§ **Your goal**
Restate the records below word for word, leaving nothing out.

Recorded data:
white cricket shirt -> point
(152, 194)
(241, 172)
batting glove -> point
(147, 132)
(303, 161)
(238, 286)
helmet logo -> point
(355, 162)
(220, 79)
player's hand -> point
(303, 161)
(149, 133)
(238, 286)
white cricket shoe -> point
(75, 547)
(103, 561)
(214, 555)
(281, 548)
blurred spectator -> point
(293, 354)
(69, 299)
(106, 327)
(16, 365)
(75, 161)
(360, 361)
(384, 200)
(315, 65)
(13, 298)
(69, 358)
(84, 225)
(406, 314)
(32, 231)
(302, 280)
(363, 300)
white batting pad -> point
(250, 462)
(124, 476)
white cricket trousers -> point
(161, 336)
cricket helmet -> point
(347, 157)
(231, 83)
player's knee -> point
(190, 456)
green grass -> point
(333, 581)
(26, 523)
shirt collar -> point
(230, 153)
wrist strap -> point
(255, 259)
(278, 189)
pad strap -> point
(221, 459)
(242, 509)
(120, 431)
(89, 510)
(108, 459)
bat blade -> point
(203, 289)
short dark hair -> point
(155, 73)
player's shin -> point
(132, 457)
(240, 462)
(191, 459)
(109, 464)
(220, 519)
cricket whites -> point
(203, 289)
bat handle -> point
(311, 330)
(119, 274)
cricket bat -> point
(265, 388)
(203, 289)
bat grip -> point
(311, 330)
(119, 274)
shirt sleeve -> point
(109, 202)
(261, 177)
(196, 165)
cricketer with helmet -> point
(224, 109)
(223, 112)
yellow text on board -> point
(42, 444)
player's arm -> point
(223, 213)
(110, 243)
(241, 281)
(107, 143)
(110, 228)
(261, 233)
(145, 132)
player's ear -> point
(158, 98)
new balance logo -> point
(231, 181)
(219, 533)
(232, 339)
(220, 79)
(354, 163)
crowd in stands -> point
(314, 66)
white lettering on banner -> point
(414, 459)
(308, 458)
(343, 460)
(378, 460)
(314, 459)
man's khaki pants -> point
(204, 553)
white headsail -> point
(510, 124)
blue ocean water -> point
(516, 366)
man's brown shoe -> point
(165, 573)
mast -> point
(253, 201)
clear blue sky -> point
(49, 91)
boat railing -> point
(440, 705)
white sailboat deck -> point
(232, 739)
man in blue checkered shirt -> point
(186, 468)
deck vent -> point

§ **Exercise answer**
white cricket shirt -> point
(152, 194)
(241, 172)
batting glove -> point
(147, 132)
(303, 161)
(238, 286)
helmet logo -> point
(355, 162)
(220, 79)
player's hand -> point
(303, 161)
(149, 133)
(238, 286)
white cricket shoe -> point
(75, 547)
(103, 561)
(214, 555)
(281, 548)
blurred spectator -> point
(293, 354)
(69, 299)
(106, 327)
(16, 365)
(75, 161)
(360, 361)
(384, 200)
(315, 65)
(13, 298)
(69, 358)
(84, 225)
(406, 314)
(32, 231)
(302, 280)
(363, 300)
white batting pad -> point
(250, 462)
(124, 476)
white cricket trousers -> point
(161, 336)
cricket helmet -> point
(347, 157)
(231, 83)
player's knee -> point
(190, 456)
green grass -> point
(333, 581)
(26, 523)
shirt collar -> point
(230, 153)
wrist strap -> point
(255, 259)
(278, 189)
pad strap -> point
(221, 459)
(242, 509)
(120, 431)
(89, 510)
(108, 459)
bat blade -> point
(203, 289)
short dark hair -> point
(155, 73)
player's shin -> point
(132, 457)
(240, 462)
(191, 459)
(109, 464)
(220, 519)
cricket whites -> point
(203, 289)
bat handle -> point
(311, 330)
(119, 274)
cricket bat -> point
(265, 388)
(203, 289)
bat grip -> point
(311, 330)
(119, 274)
shirt sleeve -> point
(109, 202)
(261, 177)
(196, 165)
cricketer with helmet -> point
(224, 109)
(223, 112)
yellow text on board -> point
(42, 444)
player's arm -> point
(223, 213)
(110, 243)
(241, 281)
(107, 143)
(110, 228)
(261, 233)
(145, 132)
player's ear -> point
(158, 98)
new balance logo -> point
(231, 181)
(219, 533)
(232, 339)
(220, 79)
(354, 163)
crowd in stands -> point
(314, 66)
white lettering on banner -> point
(414, 459)
(308, 458)
(343, 460)
(378, 460)
(314, 459)
man's khaki pants -> point
(204, 553)
white headsail -> point
(510, 124)
blue ocean water -> point
(516, 366)
man's brown shoe -> point
(165, 573)
mast -> point
(253, 201)
clear blue sky -> point
(49, 91)
boat railing -> point
(440, 705)
white sailboat deck -> point
(232, 739)
man in blue checkered shirt -> point
(186, 468)
deck vent -> point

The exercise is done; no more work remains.